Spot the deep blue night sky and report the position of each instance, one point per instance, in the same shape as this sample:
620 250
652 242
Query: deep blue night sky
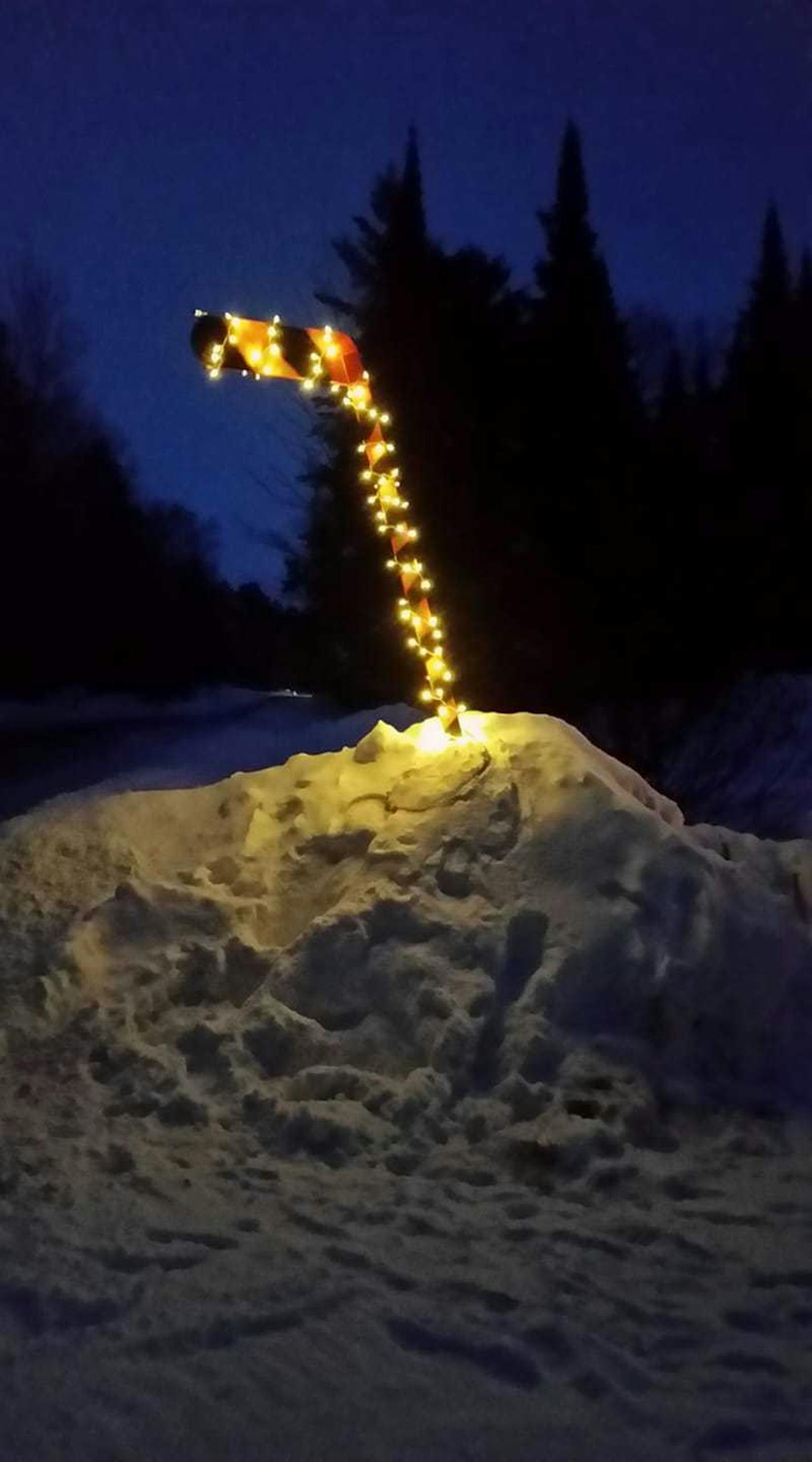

################

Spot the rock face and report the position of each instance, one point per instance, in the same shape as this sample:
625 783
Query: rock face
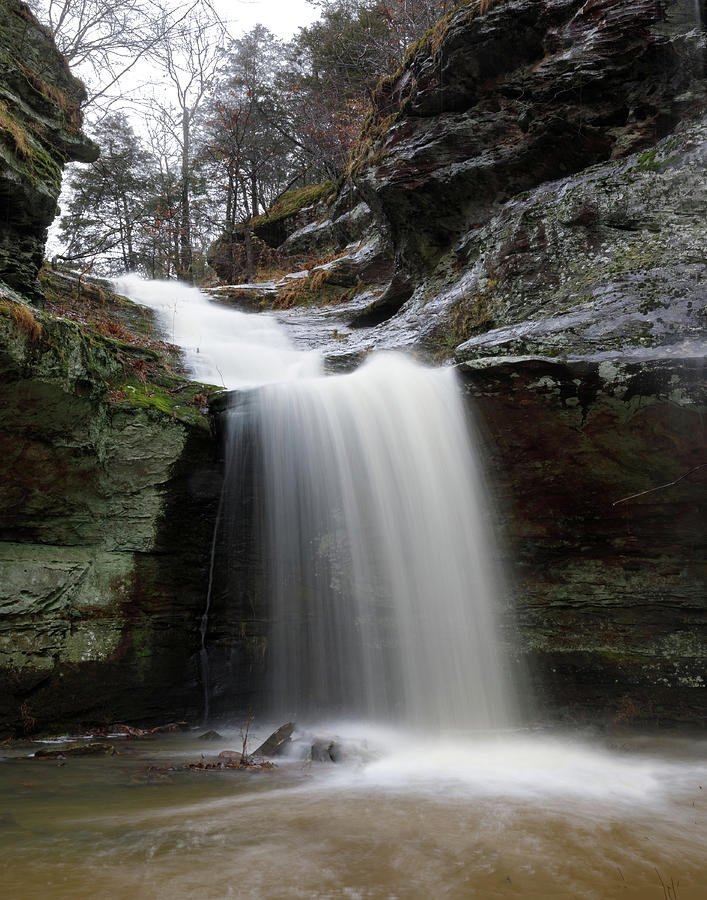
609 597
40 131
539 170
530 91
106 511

################

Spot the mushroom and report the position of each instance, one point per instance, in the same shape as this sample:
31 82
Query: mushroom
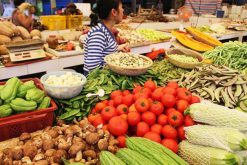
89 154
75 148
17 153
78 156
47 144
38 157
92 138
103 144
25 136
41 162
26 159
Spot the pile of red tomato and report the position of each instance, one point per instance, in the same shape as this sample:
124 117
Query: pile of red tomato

################

→ **Aim of the task**
Look above for the line with "Spot the pile" and the line with "Query: pile of red tomato". Write out those two lines and all the lines between them, exactly, and no others.

→ **Task output**
Spot the pile of red tomato and report the position of each instance, one point per instance, in the same shape as this sample:
124 117
Query: pile of red tomato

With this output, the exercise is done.